**ВЫБРАННЫЙ ОТРЫВОК**

# # # #

Отец много вспоминал. Однажды припомнил, например, как еще до войны его брат пришел из школы потрясенный: мальчишке вручили журнал и членский билет общества «Аллахсыз» («Безбожник») и сказали, что в Бога больше верить нельзя.

– Как быть? – спросил он у деда.

– Книжку возьми, – ответил мудрый дед, – держи в кармане, но Бога в душе сохрани!

Богоборческое время меняло людей, меняло и город. Отец рассказывал, как в начале 1930-х сносили златоглавый Александро-Невский собор. Огромный величественный храм в самом центре Баку окружили красноармейцы. Сразу за оцеплением стояли русские – прихожане храма. Они молчали. За ними стояли мусульмане и другие бакинцы и вполголоса переговаривались, обсуждая происходящее. Но когда с колокольни сбросили большой колокол и он раскололся о мостовую, замолчали все, наступила оглушающая тишина. Русские упали на колени. Простояли так больше часа, затем всех разогнали...

# # # #

**ИСХОДНЫЕ ДАННЫЕ**
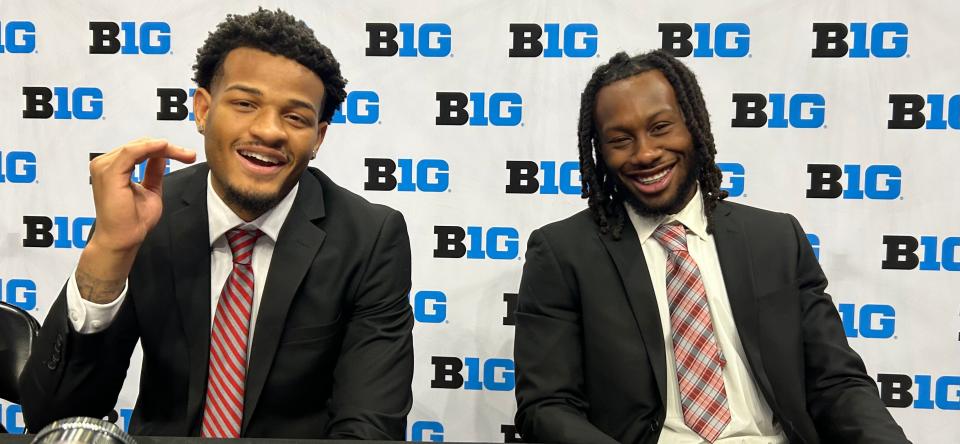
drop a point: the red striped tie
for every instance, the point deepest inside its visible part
(700, 362)
(223, 410)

# # # #

**ЗАДАНИЕ**
Ответьте на вопросы по отрывку:
(a) Как называлось общество, членский билет которого вручили брату отца?
(b) Какой собор сносили в начале 1930-х годов?
(c) Сколько времени русские простояли на коленях?
Данные не имеют отношения к отрывку.

**ОТВЕТ**
(a) «Аллахсыз» («Безбожник»).
(b) Златоглавый Александро-Невский собор в центре Баку.
(c) Больше часа.